(Beginning of TEXT SEGMENT)

One version of Reid's privacy policy is silent about cookie use, but a Spanish-language version pledged not to employ them.

Neither the House nor the Senate regulates whether its members may employ Web bugs or cookies, and neither requires privacy policies. Instead, the internal rules tend to cover topics such as restrictions on content and campaigning, design suggestions and guidelines for file names.

In general, it's up to individual Webmasters for senators' sites to set appropriate policies, said Senate Webmaster Cheri Allen.

"If there's a question as to whether something is appropriate, they would take that to the Rules Committee, which would then rule on each individual issue," Allen said.

The House also has no formal privacy requirements or cookie limitations for the sites it hosts.

"The statutes that require sites to have privacy policies or that put restrictions on the use of cookies--the E-Government Act of 2002 and the Children's Online Privacy Protection Act--do not apply to House offices," said Brian Walsh, spokesman for the House Administration Committee, which sets the Web rules.

The committee does, however, suggest that House sites post some version of a model privacy statement resembling the Senate version, which mentions statistical information that House servers collect about visitors for "site management purposes."

Inadvertent cookie invocation

The most common breed of cookie returned by the legislative sites is generated by ColdFusion, a popular Adobe Systems Web-authoring program. Many Senate Webmasters rely on the program for their Web scripting, and the central Senate.gov servers run ColdFusion, said Allen, the Senate Webmaster.

Some versions of ColdFusion appear to set certain cookies to a default "persistent" setting that causes them to expire 30 years later. But Web developers can alter the expiration date or entirely stop the use of cookies.

Another variant appeared on the site of Rep. Jim Nussle, R-Iowa, who published a chunk of JavaScript on his site that lets people click to translate the page in Altavista.com. But in doing so, it automatically sets a cookie for Altavista.com.

Some congressional staffers defended Web tracking as benign or essential to their sites' operations. (Besides Nussle's example, no third-party tracking cookies or Web bugs appeared on congressional Web sites.)

A two-year cookie lives at the home page of Sen. Ted Stevens, the Alaska Republican who presides over the Commerce Committee. The device appears to remember a visitor's screen font-size preferences, ranging from 10 point to 14 point, for subsequent visits. Spokeswoman Courtney Boone said any information collected is not used to monitor hits or visitors to the site.

"It probably was written in by a programmer unintentionally," she said. "We don't use anything from the Web site to collect information on people that use our Web site."

Federal agencies also tended to express surprise that they were using permanent cookies. A 2003 rule generally prohibits federal agencies from doing so.

"They are very old applications that have been around a long time," Janet Barnes, chief information officer for the Office of Personnel Management, said Thursday. Removing the cookies is "what we're going to do directly now that we know that they're there."

Barnes said, however, that "we don't believe we are in any way violating the intent of the policy"--and that because the information collected was never subjected to data-mining, "this is more of a technical correction" to come into compliance.

A representative of the International Broadcasting Bureau, known for its Voice of America service, also said its use of cookies was inadvertent and "the issue has been fixed."

When it comes to Congress, however, the Cato Institute's Harper said there is a lesson to learn.

"Members of Congress committed themselves to information policies that are unworkable given (anti-cookie) phobias in the past," Harper said. "The phobic response to cookies mirrors the phobic response to spam and the spyware problem. We simply can't rely on Congress to deal with difficult technology problems."

(End of TEXT SEGMENT)

→ **WORK ORDER 1**:
In the article on congressional Web cookies, quote everything from "Barnes said, however, that" down to "come into compliance.".
→ **WORK ORDER 2**:
List every person in the article on congressional Web cookies who is identified by name and whose own words appear in quotation marks.
→ **WORK ORDER 3**:
Answer these questions from the article on congressional Web cookies:
(a) How many years later do cookies with the default "persistent" setting in some versions of ColdFusion expire?
(b) What range of font sizes does the cookie on Sen. Ted Stevens' home page appear to remember?
(c) For which site does the translation JavaScript on Rep. Jim Nussle's page set a cookie?

(Beginning of DATA SHOWN)

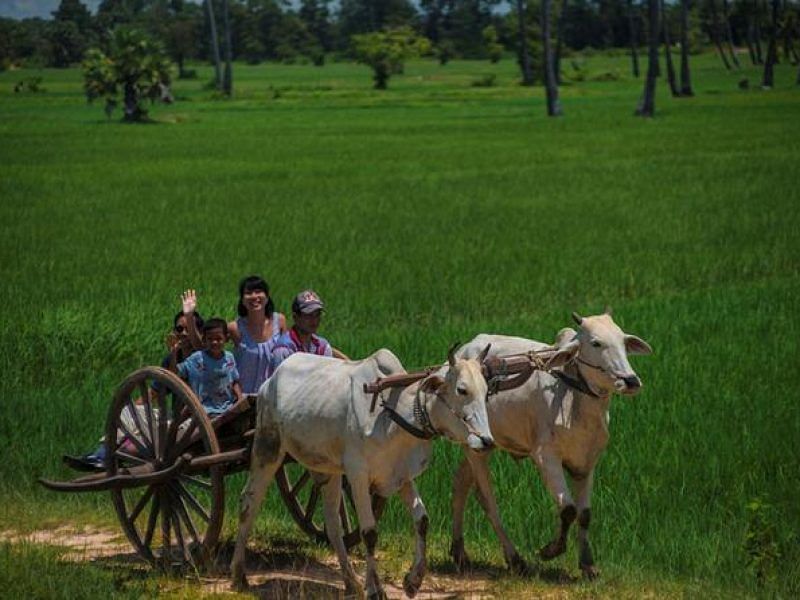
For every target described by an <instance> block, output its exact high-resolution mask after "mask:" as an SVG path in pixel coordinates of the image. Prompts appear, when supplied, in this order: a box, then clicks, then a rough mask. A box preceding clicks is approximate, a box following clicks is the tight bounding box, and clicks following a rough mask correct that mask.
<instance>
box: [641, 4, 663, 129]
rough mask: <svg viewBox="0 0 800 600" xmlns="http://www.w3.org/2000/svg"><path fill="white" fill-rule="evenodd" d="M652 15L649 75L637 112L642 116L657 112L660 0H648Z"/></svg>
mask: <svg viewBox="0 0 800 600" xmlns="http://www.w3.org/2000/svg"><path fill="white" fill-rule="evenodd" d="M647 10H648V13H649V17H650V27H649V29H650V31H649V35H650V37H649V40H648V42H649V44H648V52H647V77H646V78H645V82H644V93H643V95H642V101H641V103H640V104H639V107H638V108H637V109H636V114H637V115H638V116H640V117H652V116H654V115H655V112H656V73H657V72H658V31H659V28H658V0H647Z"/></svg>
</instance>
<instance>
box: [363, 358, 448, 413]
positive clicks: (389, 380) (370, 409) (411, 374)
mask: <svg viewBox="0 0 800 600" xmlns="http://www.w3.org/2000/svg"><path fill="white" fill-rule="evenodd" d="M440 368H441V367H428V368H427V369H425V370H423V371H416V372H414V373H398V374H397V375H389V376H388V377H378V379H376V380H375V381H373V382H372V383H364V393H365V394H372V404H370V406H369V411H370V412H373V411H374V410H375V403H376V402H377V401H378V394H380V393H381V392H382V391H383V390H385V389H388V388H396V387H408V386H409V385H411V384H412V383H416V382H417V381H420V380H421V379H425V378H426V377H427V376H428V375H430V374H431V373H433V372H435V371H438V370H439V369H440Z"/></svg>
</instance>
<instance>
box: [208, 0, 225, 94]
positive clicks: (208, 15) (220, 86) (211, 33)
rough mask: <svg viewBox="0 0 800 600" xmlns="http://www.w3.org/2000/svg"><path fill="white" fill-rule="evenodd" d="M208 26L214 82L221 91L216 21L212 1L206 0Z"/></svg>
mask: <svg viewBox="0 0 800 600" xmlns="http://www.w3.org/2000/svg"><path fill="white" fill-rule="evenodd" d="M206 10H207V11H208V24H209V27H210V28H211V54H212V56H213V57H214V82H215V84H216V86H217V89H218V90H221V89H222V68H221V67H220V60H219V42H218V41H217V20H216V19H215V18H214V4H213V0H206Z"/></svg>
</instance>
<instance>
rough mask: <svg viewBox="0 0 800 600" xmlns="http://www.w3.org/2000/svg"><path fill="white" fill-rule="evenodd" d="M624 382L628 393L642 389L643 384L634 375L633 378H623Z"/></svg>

(End of DATA SHOWN)

→ **WRITTEN SOLUTION 1**:
Barnes said, however, that "we don't believe we are in any way violating the intent of the policy"--and that because the information collected was never subjected to data-mining, "this is more of a technical correction" to come into compliance.

→ **WRITTEN SOLUTION 2**:
Cheri Allen
Brian Walsh
Courtney Boone
Janet Barnes
Harper

→ **WRITTEN SOLUTION 3**:
(a) 30 years
(b) 10 point to 14 point
(c) Altavista.com